■ Aim
What follows is a set of records, each of which is to be written out exactly.

## BEGIN Supplied material

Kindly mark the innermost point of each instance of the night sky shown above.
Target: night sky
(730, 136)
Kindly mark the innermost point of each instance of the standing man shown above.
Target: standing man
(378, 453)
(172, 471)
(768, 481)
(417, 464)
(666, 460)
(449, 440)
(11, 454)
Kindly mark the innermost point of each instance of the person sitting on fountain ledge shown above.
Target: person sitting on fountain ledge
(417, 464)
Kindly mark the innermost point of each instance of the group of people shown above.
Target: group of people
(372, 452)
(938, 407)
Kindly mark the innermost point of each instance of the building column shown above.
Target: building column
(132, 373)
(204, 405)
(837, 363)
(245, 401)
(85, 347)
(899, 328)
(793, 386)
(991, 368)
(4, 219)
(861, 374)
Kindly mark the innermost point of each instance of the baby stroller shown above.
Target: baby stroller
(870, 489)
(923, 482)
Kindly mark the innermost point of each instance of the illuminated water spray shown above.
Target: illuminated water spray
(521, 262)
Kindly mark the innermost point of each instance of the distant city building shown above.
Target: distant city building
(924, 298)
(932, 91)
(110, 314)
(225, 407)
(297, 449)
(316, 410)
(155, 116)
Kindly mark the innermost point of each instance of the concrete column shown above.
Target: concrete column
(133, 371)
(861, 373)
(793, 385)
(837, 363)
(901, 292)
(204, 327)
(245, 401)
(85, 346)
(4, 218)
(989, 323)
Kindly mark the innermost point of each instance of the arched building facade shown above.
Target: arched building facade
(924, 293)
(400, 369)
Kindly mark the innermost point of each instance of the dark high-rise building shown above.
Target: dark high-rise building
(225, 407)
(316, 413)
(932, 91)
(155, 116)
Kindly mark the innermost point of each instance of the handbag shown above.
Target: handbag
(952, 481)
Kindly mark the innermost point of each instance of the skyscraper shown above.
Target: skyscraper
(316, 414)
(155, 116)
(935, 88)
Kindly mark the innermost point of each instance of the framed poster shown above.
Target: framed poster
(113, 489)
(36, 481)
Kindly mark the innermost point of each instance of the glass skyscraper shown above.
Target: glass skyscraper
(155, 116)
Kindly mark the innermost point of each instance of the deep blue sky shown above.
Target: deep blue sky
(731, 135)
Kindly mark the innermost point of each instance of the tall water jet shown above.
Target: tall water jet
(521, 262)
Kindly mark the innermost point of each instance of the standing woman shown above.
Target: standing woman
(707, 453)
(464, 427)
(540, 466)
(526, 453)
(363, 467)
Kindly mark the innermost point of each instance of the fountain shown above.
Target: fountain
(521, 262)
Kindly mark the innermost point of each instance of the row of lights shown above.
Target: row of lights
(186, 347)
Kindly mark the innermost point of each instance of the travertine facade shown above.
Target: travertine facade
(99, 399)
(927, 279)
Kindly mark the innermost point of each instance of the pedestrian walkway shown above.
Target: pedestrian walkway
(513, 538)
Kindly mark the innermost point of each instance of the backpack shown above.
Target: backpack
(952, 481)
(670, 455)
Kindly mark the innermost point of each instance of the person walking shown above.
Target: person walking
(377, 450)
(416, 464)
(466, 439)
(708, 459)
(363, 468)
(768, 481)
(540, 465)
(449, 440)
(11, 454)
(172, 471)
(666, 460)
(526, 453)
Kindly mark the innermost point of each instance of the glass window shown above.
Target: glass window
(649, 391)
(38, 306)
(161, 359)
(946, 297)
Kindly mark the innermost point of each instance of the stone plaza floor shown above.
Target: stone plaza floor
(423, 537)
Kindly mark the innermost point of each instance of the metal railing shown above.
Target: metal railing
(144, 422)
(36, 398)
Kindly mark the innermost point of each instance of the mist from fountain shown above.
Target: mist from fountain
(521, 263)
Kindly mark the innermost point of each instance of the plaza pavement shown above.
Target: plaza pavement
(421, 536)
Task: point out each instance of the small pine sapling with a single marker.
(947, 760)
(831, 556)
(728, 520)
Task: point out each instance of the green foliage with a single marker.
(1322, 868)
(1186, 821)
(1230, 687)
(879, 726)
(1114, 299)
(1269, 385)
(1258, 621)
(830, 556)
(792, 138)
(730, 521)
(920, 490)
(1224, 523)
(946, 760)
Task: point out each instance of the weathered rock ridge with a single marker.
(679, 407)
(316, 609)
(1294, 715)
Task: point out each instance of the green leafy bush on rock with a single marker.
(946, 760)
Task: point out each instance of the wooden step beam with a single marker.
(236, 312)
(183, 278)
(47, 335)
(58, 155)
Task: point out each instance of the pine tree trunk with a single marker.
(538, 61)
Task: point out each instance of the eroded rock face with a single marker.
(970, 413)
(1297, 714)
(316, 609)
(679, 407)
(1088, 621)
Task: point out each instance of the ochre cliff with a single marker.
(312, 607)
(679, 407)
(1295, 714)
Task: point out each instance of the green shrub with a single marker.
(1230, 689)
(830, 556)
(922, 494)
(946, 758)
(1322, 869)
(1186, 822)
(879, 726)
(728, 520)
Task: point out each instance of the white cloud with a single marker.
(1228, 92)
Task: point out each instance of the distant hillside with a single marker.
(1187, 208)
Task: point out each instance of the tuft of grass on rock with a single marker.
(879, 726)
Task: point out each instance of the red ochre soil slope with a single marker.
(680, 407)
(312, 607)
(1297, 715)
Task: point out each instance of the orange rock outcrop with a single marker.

## END Supplied material

■ The output
Kindly mark the innermost point of each instance of the night sky shown above.
Target: night sky
(730, 136)
Kindly mark the innermost point of each instance of the standing man shown above.
Target: standing man
(378, 453)
(172, 471)
(768, 481)
(417, 464)
(666, 460)
(449, 440)
(11, 454)
Kindly mark the innermost point of each instance of the person sitting on fountain ledge shown above.
Target: person sitting on fountain ledge
(417, 464)
Kindly mark the innermost point of each instance of the group of people shown above.
Target: group of people
(372, 452)
(938, 407)
Kindly mark the innermost point of each instance of the building column shown above.
Target: building column
(132, 373)
(204, 405)
(837, 363)
(245, 401)
(85, 347)
(899, 328)
(793, 386)
(991, 368)
(4, 219)
(861, 374)
Kindly mark the innermost point of each instance of the baby stroller shown above.
Target: baby stroller
(870, 489)
(923, 482)
Kindly mark the innermost point of each instance of the illuminated water spray shown above.
Target: illuminated water spray
(521, 262)
Kindly mark the innermost point of each instance of the distant city building shown above.
Target: distant city building
(924, 298)
(932, 91)
(110, 314)
(225, 407)
(297, 449)
(316, 410)
(155, 116)
Kindly mark the innermost point of each instance of the concrete column shown above.
Target: concrete column
(133, 371)
(861, 373)
(793, 385)
(837, 363)
(901, 292)
(204, 327)
(245, 401)
(85, 346)
(4, 218)
(989, 323)
Kindly mark the innermost point of each instance of the arched building facade shown above.
Target: arched building facade
(924, 293)
(400, 369)
Kindly mark the innermost point of each instance of the dark high-rise building shown above.
Target: dark high-rise building
(225, 407)
(316, 413)
(932, 91)
(155, 116)
Kindly mark the innermost point of each instance of the handbag shown above.
Target: handbag
(952, 481)
Kindly mark the innermost point of each instance of the skyscraper shown above.
Target: skyscraper
(316, 414)
(155, 116)
(935, 88)
Kindly mark the innermost point of each instance of the framed poster shown above.
Target: framed poster
(113, 489)
(36, 481)
Kindly mark the innermost point of each instance of the glass skyscraper shown above.
Target: glass skyscraper
(155, 116)
Kindly mark the innermost point of each instance of the deep blue sky shown above.
Target: deep blue sky
(731, 135)
Kindly mark the innermost point of each instance of the tall water jet shown above.
Target: tall water jet
(521, 262)
Kindly mark the innermost point of each instance of the standing woman shown above.
Target: standing woman
(707, 453)
(464, 427)
(540, 466)
(526, 453)
(363, 467)
Kindly mark the innermost point of each instance of the fountain shown above.
Target: fountain
(521, 262)
Kindly mark the innermost point of each instance of the row of lights shown above.
Target: row of lights
(186, 347)
Kindly mark the innermost point of each instance of the travertine facade shown above.
Target: travertine facade
(99, 399)
(927, 279)
Kindly mark the innermost point of each instance of the pedestrian walkway shown above.
Target: pedestrian walkway
(513, 538)
Kindly mark the innermost point of each instance of the backpack shown above.
Target: backpack
(952, 481)
(670, 455)
Kindly mark the innermost point of each instance of the person walking shown above.
Target: person walking
(377, 450)
(416, 464)
(466, 439)
(708, 459)
(363, 468)
(768, 481)
(540, 465)
(449, 440)
(11, 454)
(172, 471)
(666, 460)
(526, 453)
Kindly mark the innermost point of each instance of the glass window shown above.
Target: glass window
(649, 391)
(38, 306)
(161, 359)
(946, 297)
Kindly mark the innermost point of each instance of the stone plaza floor shown above.
Target: stone plaza floor
(423, 537)
Kindly mark the innermost point of each instance of the metal railing shown above.
Target: metal railing
(144, 422)
(36, 398)
Kindly mark the innermost point of each instance of the mist from fountain shown above.
Target: mist from fountain
(521, 263)
Kindly mark the innermost point of each instance of the plaza pavement shown above.
Target: plaza pavement
(421, 536)
Task: point out each instance of the small pine sapling with a single marker.
(947, 760)
(831, 556)
(728, 520)
Task: point out each instance of the green foliage with a single marker.
(1322, 868)
(1186, 821)
(1230, 687)
(879, 726)
(1114, 299)
(1269, 385)
(1258, 621)
(830, 556)
(792, 138)
(730, 521)
(920, 490)
(1224, 523)
(946, 760)
Task: point out each instance of the weathered rock ridge with a single marker.
(679, 407)
(316, 609)
(1294, 715)
Task: point out each instance of the green leafy bush on rock with a single marker.
(946, 760)
Task: point out each instance of the wooden step beam with a single marker.
(236, 312)
(183, 278)
(47, 335)
(58, 155)
Task: point out each instance of the pine tree trunk with a single marker.
(538, 61)
Task: point out each instance of the eroded rock face with a single marker.
(970, 413)
(1297, 714)
(316, 609)
(679, 407)
(1088, 621)
Task: point out each instance of the ochre cliff with a single marker.
(312, 607)
(679, 407)
(1295, 714)
Task: point out each instance of the green shrub with a single marker.
(1230, 689)
(830, 556)
(922, 494)
(946, 758)
(1322, 869)
(1186, 822)
(879, 726)
(728, 520)
Task: point out each instance of the white cloud with a single marker.
(1228, 92)
Task: point out each instance of the distant hillside with a single marker.
(1187, 208)
Task: point out each instance of the tuft of grass on rock with a single marker.
(879, 726)
Task: point out each instance of the red ochre soil slope with a single marker.
(680, 407)
(312, 607)
(1297, 715)
Task: point out each instance of the orange rock outcrop with a single marker.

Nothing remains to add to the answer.